◆ Action item
Your output should be the line with "# a ring inside" and all following lines of the data below, through the end, repeated exactly.

[Stored dataset items]
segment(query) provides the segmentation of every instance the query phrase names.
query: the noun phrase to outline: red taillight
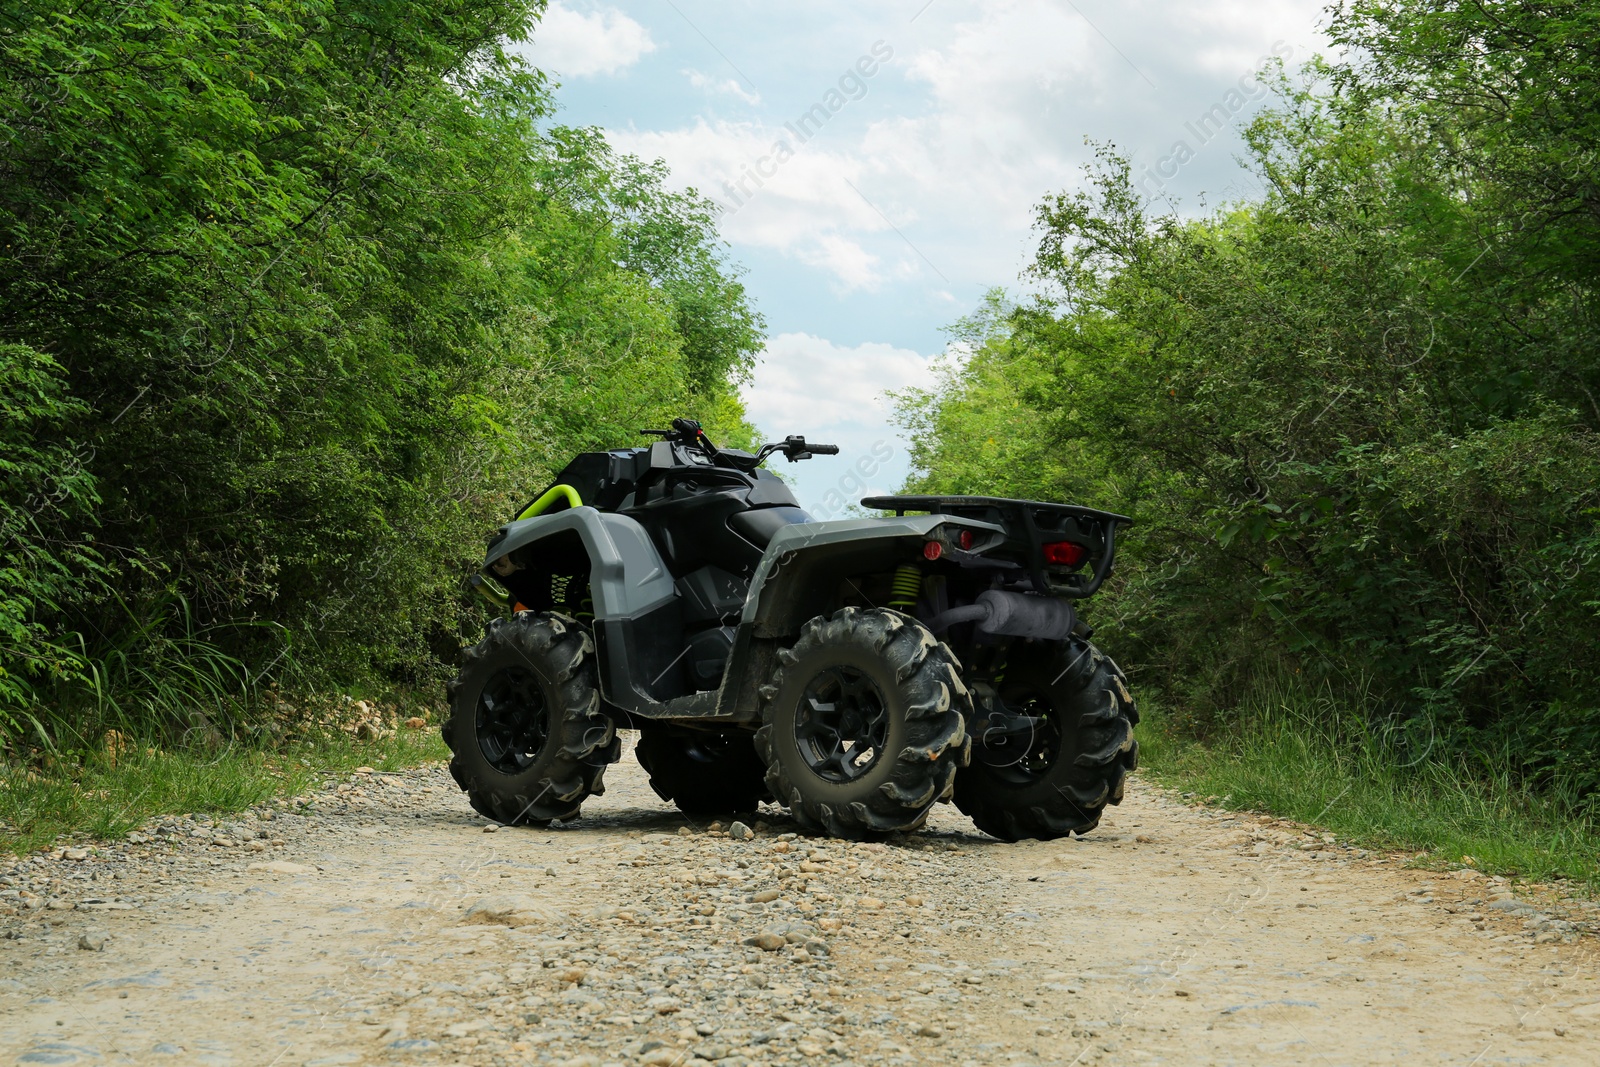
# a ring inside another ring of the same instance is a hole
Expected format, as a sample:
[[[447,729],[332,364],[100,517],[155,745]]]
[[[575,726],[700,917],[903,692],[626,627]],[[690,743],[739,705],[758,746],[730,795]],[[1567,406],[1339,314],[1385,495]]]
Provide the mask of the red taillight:
[[[1044,546],[1044,561],[1058,567],[1076,567],[1088,550],[1076,541],[1052,541]]]
[[[973,536],[971,530],[962,530],[960,533],[956,534],[956,544],[960,546],[961,551],[963,552],[971,552],[972,546],[977,540],[978,539]]]
[[[934,560],[944,555],[944,546],[937,541],[927,541],[922,545],[922,557]]]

◆ Solved problem
# a ring inside another ring of the same instance is a hole
Expected format, as a sample:
[[[447,729],[332,364],[100,517],[155,745]]]
[[[575,726],[700,917],[903,692],[626,627]],[[690,743],[739,705],[758,746],[730,795]],[[1567,406],[1339,314],[1385,495]]]
Provide the mask of the red taillight:
[[[1044,546],[1044,561],[1058,567],[1076,567],[1088,550],[1076,541],[1052,541]]]
[[[973,536],[971,530],[962,530],[960,533],[956,534],[956,544],[960,546],[961,551],[963,552],[971,552],[972,546],[977,540],[978,539]]]
[[[934,560],[944,555],[944,546],[937,541],[927,541],[922,545],[922,557]]]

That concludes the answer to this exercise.